*ABOUT THIS TASK*: Repeat every record exactly, but omit the images.

Items listed in a dataset:
····················

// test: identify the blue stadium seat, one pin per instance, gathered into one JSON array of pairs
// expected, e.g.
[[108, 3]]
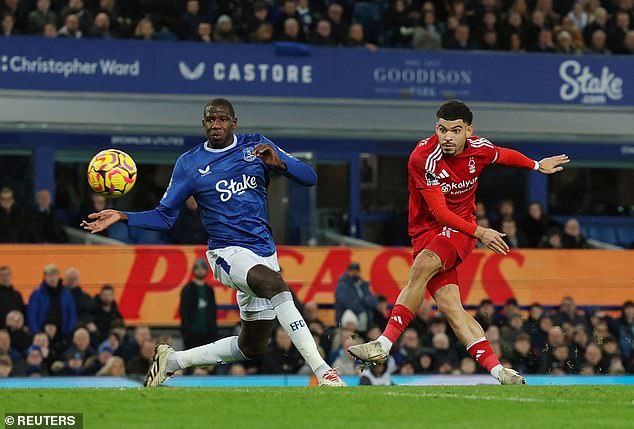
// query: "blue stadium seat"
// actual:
[[119, 231], [625, 235], [606, 234]]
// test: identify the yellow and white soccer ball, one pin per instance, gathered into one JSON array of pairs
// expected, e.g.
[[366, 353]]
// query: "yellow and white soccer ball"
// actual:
[[112, 173]]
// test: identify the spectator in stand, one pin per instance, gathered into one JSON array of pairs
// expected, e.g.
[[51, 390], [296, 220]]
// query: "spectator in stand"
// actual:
[[198, 309], [353, 293], [15, 221], [41, 16], [140, 363], [7, 350], [628, 48], [203, 34], [322, 36], [552, 240], [34, 362], [190, 19], [133, 348], [224, 32], [260, 16], [114, 367], [7, 25], [356, 37], [188, 228], [626, 329], [522, 356], [20, 335], [106, 310], [339, 28], [47, 225], [101, 27], [84, 16], [84, 304], [71, 28], [572, 238], [10, 299], [535, 224], [282, 357], [52, 301], [568, 313], [145, 30], [461, 39], [427, 34]]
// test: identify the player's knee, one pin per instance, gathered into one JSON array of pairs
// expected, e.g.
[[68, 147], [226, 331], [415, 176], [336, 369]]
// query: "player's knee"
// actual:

····················

*EXERCISE SOLUTION*:
// test: identify the blue stadium seat, one pin per instance, gathered into one JSON array of pairs
// expected, e.g.
[[108, 3]]
// query: "blue stadium seat"
// actual:
[[119, 231], [625, 235], [606, 234]]
// test: identify the yellow and white soccer ball, one pin per instance, gathered into one JSON array of pairs
// expected, e.g.
[[366, 353]]
// query: "yellow and white soccer ball"
// actual:
[[112, 173]]
// test: identify the spectator in stand, one pin per instance, gathered into one JSON array of pairs
// expected, e.g.
[[51, 390], [296, 220]]
// query: "spectator in stand"
// actual:
[[198, 309], [353, 293], [15, 221], [41, 16], [140, 363], [7, 350], [628, 48], [203, 34], [322, 36], [552, 240], [34, 362], [190, 19], [133, 348], [224, 32], [260, 16], [114, 367], [7, 25], [356, 37], [188, 228], [626, 329], [522, 356], [20, 335], [106, 310], [339, 28], [47, 225], [101, 27], [84, 16], [84, 304], [71, 28], [572, 238], [10, 299], [535, 224], [282, 357], [52, 301], [568, 313], [145, 30], [461, 39], [427, 34]]
// test: identify the player's knee, one pin per instance, gathered into one JSON array of pairs
// expected, e.g.
[[68, 147], [226, 331], [415, 176], [336, 369]]
// query: "player's knee"
// actual:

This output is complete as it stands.